The entries below must be restated word for word.

GIVEN RECORDS START

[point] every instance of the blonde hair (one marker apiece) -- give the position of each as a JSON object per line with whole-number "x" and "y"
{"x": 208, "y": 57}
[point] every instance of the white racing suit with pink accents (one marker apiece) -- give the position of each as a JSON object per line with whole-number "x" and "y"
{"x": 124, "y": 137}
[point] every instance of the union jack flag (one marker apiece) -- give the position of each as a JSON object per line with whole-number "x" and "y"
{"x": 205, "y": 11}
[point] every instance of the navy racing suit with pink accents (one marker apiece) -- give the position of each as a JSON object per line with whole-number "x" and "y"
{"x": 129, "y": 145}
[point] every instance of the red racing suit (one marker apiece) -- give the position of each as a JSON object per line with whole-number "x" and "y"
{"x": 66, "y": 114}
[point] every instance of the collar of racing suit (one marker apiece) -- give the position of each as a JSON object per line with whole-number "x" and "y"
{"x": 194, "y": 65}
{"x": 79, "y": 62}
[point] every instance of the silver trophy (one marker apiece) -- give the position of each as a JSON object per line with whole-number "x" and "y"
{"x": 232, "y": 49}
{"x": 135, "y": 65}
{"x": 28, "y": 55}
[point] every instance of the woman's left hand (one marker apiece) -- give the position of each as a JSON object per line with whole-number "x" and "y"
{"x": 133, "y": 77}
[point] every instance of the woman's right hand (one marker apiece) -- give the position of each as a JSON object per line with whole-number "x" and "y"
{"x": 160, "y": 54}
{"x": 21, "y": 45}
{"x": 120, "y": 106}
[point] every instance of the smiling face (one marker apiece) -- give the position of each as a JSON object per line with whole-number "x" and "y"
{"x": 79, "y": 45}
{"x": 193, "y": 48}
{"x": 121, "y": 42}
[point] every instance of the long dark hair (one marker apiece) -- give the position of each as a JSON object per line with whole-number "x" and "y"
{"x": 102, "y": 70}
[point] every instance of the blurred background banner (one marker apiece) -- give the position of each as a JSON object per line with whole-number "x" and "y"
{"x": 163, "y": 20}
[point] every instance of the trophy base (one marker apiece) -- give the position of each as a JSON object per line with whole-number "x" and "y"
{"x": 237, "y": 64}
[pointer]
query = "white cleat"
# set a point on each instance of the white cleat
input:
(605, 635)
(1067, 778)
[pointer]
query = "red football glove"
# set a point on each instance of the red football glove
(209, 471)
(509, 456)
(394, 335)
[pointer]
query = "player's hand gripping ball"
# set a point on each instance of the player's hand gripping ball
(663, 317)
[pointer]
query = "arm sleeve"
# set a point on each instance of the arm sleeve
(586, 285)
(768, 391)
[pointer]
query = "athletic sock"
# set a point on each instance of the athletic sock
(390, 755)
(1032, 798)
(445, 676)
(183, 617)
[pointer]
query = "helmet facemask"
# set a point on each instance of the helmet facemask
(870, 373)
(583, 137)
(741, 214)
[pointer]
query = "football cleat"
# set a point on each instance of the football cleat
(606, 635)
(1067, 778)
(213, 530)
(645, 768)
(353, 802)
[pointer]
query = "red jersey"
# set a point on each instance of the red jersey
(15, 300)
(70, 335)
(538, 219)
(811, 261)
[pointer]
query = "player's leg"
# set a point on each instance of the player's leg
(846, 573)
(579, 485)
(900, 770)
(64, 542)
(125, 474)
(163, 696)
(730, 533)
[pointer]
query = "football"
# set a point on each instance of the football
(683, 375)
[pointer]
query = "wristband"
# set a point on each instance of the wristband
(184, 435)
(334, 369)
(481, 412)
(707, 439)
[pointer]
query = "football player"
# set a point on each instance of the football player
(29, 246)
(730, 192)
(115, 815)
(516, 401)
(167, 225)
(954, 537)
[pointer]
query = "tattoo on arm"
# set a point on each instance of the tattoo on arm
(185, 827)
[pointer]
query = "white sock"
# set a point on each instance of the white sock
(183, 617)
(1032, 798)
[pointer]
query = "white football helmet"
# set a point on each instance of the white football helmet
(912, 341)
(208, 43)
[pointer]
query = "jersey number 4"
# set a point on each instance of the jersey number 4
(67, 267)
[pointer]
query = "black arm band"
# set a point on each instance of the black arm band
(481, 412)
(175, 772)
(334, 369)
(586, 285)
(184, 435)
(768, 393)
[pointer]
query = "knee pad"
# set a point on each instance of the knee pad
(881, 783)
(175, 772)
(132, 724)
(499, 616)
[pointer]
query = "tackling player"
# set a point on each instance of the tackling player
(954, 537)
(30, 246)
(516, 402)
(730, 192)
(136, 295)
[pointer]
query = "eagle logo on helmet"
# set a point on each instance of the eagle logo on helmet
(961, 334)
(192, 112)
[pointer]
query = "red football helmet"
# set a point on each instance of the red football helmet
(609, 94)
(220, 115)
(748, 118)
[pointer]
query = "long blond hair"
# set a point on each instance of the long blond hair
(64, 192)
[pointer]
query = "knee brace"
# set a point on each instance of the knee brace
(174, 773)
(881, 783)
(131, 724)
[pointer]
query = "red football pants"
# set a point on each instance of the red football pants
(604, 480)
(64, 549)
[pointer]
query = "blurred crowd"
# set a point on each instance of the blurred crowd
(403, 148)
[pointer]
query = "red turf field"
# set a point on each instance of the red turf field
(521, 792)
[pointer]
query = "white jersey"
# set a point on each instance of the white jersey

GIVEN RECORDS END

### RESPONSE
[point] every instance of the blonde hair (one marker apiece) -- give the position of each as a JSON object per line with whole-number "x" and "y"
{"x": 208, "y": 57}
[point] every instance of the white racing suit with pink accents (one marker apiece) -- give the position of each as a JSON object per line with whole-number "x" and "y"
{"x": 124, "y": 137}
[point] every instance of the union jack flag (one marker apiece) -- give the position of each as a JSON object per line with whole-number "x" and "y"
{"x": 205, "y": 11}
[point] every instance of the navy racing suit with pink accents (one marker apiece) -- give the position of each as a JSON object per line with whole-number "x" and "y"
{"x": 129, "y": 145}
[point] every instance of the red racing suit (one marker apiece) -- give the position of each as a JSON object per line with whole-number "x" and "y"
{"x": 66, "y": 114}
[point] every instance of the collar of racing suit (one marker apiece) -- give the position of each as a JSON object per line with whole-number "x" and "y"
{"x": 194, "y": 65}
{"x": 79, "y": 62}
[point] every instance of the silver trophy (one marker apiece) -- give the position of each as a JSON object per line with whole-number "x" and "y"
{"x": 232, "y": 49}
{"x": 135, "y": 65}
{"x": 28, "y": 55}
[point] every instance of the woman's left hand (one marker apiece) -- give the position of each as a JSON object per line with whole-number "x" and "y"
{"x": 133, "y": 77}
[point] every instance of the woman's right hand (one marker apiece) -- give the position of each as a JSON object per line with whole-number "x" and "y"
{"x": 160, "y": 54}
{"x": 21, "y": 45}
{"x": 120, "y": 106}
[point] every instance of the smiling face (one marker apiece) -- give the position of each as a JSON object per line with whole-number "x" and "y"
{"x": 79, "y": 45}
{"x": 193, "y": 48}
{"x": 121, "y": 42}
[point] every instance of the long dark hair (one marker apiece) -- give the position of each as a JSON object per line with whole-number "x" and "y"
{"x": 102, "y": 70}
[point] every instance of the blurred background banner (one marker apiece) -- give the position of each as a JSON object per line with whole-number "x" and "y"
{"x": 163, "y": 20}
[point] every instance of the trophy base (one marker apiece) -- give the position of each as a JSON object per line with whole-number "x" and "y"
{"x": 237, "y": 64}
[pointer]
query = "white cleat"
# set a point on each instance of the white cleat
input:
(605, 635)
(1067, 778)
[pointer]
query = "red football glove"
# set a point on each instance of the red football glove
(209, 471)
(509, 456)
(394, 335)
[pointer]
query = "player's hand gripping ball"
# set a point on each instance of the player's hand gripping ball
(663, 317)
[pointer]
query = "arm sleeve"
# set a point on each instance of the arm sleeve
(586, 285)
(768, 391)
[pointer]
query = "athletic sock"
# set a point on each instance of the athletic sock
(390, 755)
(1032, 798)
(445, 676)
(183, 617)
[pointer]
query = "helmet facemask"
# set a point on each instance of the helmet facemask
(870, 373)
(583, 137)
(741, 214)
[pointer]
query = "football cleat"
# set a point on each instance of the football cleat
(606, 635)
(1067, 778)
(213, 530)
(645, 768)
(353, 802)
[pointer]
query = "red jersey"
# set a point on each instance of the red jersey
(15, 300)
(70, 335)
(538, 219)
(811, 261)
[pointer]
query = "player's leg"
# set a point on each instance of the player's leg
(846, 573)
(579, 485)
(900, 770)
(64, 542)
(125, 474)
(163, 696)
(730, 533)
[pointer]
query = "football"
# set a point on each instance of the football
(683, 375)
[pointer]
query = "wristband"
# set a point on each instance of the wristband
(184, 435)
(334, 369)
(481, 412)
(707, 439)
[pointer]
query = "football player"
# set a point on each instance of the football player
(29, 246)
(730, 192)
(115, 815)
(516, 401)
(167, 225)
(954, 537)
[pointer]
query = "tattoo on arm"
# set a point on each instance of the tattoo on arm
(185, 827)
[pointer]
query = "white sock"
# set a point on each instance of the white sock
(183, 617)
(1032, 798)
[pointer]
query = "white football helmet"
# set a point on each instance of the white football helmet
(912, 341)
(208, 43)
[pointer]
query = "jersey number 4"
# set a point on each instance of the jersey number 4
(67, 267)
[pointer]
query = "black arm band"
# set a point on each instance of the black arm band
(481, 412)
(175, 772)
(334, 369)
(586, 285)
(184, 435)
(768, 393)
[pointer]
query = "knee pad"
# set a point on each instance of the knee pad
(881, 783)
(175, 772)
(132, 724)
(499, 616)
[pointer]
query = "tackling player"
# set a point on each instance of the tackling player
(954, 537)
(30, 246)
(516, 402)
(730, 192)
(136, 295)
[pointer]
query = "eagle logo on helmet"
# set a point on each instance of the eagle logo on helmet
(961, 334)
(192, 112)
[pointer]
query = "red football helmet"
# set a point on each instance of the red football helmet
(609, 94)
(220, 115)
(748, 118)
[pointer]
query = "long blond hair"
# set a point on each instance of the long blond hair
(64, 192)
[pointer]
query = "knee brace"
# set a point on each instance of the knee brace
(174, 773)
(881, 783)
(131, 724)
[pointer]
query = "red football pants"
# set a point on each instance of the red football pants
(604, 480)
(64, 549)
[pointer]
query = "blurred crowd"
# set a point on each instance of the blurred crowd
(403, 148)
[pointer]
query = "red turf field"
# set a point on each instance of the red turf field
(521, 792)
[pointer]
query = "white jersey"
# set a point on each instance of the white jersey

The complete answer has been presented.